### QUOTED PASSAGE:
Apache Toree to connect to a remote spark cluster - apache-spark

Is there a way to connect Apache Toree to a remote spark cluster? I see the common command is
jupyter toree install --spark_home=/usr/local/bin/apache-spark/
How can I go about using spark on a remote server without having to install locally?

There is indeed a way of getting Toree to connect to a remote Spark cluster.
The easiest way I've discovered is to clone the existing Toree Scala/Python kernel, and create a new Toree Scala/Python Remote kernel. That way you can have the choice of running locally or remotely.
Steps:
Make a copy of the existing kernel. On my particular Toree install, the path to the Kernels was located at: /usr/local/share/jupyter/kernels/, so I performed the following command:
cp -pr /usr/local/share/jupyter/kernels/apache_toree_scala/ /usr/local/share/jupyter/kernels/apache_toree_scala_remote/
Edit the new kernel.json file in /usr/local/share/jupyter/kernels/apache_toree_scala_remote/ and add the requisite Spark options to the __TOREE_SPARK_OPTS__ variable. Technically, only --master <path> is required, but you can also add --num-executors, --executor-memory, etc to the variable as well.

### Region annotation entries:
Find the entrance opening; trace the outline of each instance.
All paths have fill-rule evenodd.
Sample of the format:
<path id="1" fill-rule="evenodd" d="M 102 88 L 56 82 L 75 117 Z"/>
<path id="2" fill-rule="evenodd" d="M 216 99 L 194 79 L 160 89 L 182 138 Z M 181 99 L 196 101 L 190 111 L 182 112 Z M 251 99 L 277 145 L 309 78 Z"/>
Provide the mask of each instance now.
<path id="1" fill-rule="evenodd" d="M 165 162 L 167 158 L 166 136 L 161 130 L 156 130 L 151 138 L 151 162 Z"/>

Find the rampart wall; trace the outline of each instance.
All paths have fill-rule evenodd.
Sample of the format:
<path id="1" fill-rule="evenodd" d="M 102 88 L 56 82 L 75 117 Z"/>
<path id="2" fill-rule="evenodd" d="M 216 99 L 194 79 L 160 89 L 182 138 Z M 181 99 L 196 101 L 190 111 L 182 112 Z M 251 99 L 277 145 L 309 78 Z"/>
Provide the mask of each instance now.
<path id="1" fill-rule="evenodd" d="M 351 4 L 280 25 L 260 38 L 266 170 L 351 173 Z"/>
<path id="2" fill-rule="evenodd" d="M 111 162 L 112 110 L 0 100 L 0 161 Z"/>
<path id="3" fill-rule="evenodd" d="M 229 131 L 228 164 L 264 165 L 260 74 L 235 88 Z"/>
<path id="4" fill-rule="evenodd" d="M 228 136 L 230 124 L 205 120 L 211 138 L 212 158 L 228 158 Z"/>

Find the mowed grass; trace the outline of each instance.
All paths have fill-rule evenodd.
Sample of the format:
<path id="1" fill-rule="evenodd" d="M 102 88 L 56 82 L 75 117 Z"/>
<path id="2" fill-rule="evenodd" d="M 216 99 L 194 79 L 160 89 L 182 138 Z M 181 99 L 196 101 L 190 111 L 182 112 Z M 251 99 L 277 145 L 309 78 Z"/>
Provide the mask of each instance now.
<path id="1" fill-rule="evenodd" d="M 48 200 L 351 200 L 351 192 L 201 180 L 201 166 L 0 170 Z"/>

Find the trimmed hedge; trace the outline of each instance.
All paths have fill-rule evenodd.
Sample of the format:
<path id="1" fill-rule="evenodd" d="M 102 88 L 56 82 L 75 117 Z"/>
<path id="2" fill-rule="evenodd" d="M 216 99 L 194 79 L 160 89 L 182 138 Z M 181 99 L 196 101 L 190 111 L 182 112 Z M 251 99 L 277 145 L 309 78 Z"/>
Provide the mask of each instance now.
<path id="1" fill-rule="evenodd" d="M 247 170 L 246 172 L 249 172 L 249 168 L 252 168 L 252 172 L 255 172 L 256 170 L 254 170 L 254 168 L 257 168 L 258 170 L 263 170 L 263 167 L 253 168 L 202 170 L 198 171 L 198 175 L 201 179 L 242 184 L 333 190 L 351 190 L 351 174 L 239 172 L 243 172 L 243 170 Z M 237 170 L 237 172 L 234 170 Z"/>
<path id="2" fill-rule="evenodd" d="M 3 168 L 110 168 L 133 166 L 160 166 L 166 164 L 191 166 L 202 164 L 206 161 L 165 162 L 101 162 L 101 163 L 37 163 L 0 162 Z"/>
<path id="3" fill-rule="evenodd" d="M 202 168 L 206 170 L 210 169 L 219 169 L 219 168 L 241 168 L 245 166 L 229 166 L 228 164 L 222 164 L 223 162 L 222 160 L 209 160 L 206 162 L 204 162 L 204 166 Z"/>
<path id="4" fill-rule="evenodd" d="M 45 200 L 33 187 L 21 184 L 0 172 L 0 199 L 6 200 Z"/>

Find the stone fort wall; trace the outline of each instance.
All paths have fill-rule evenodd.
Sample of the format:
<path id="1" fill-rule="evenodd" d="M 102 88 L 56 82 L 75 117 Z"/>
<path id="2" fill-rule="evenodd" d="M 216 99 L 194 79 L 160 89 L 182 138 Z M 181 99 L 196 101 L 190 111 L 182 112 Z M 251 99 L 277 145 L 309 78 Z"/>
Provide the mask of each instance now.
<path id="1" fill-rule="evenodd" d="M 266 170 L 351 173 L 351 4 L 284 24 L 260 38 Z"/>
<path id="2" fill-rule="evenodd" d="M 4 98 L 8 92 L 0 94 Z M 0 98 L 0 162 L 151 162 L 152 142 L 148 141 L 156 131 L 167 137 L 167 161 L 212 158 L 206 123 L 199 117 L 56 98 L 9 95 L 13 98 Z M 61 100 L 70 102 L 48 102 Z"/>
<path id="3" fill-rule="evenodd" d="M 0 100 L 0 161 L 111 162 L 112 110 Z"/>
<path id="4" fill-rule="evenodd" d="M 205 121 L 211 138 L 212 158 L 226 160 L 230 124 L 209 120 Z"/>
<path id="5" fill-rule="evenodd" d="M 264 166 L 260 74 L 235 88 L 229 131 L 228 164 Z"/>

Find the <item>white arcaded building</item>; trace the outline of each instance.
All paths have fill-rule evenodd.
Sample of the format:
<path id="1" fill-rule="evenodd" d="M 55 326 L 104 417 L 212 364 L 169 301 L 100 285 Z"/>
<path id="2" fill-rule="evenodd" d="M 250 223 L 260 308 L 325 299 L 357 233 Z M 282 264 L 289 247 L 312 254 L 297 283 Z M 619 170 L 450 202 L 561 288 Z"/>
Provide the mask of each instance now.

### SET OF TASKS:
1. In the forum thread, which option does the answer say is technically the only one needed in the __TOREE_SPARK_OPTS__ variable?
2. From the forum thread, extract the passage from "Apache Toree to connect" to "locally or remotely.".

### EXERCISE RESPONSES:
1. Only --master <path> is technically required.

2.
Apache Toree to connect to a remote spark cluster - apache-spark

Is there a way to connect Apache Toree to a remote spark cluster? I see the common command is
jupyter toree install --spark_home=/usr/local/bin/apache-spark/
How can I go about using spark on a remote server without having to install locally?

There is indeed a way of getting Toree to connect to a remote Spark cluster.
The easiest way I've discovered is to clone the existing Toree Scala/Python kernel, and create a new Toree Scala/Python Remote kernel. That way you can have the choice of running locally or remotely.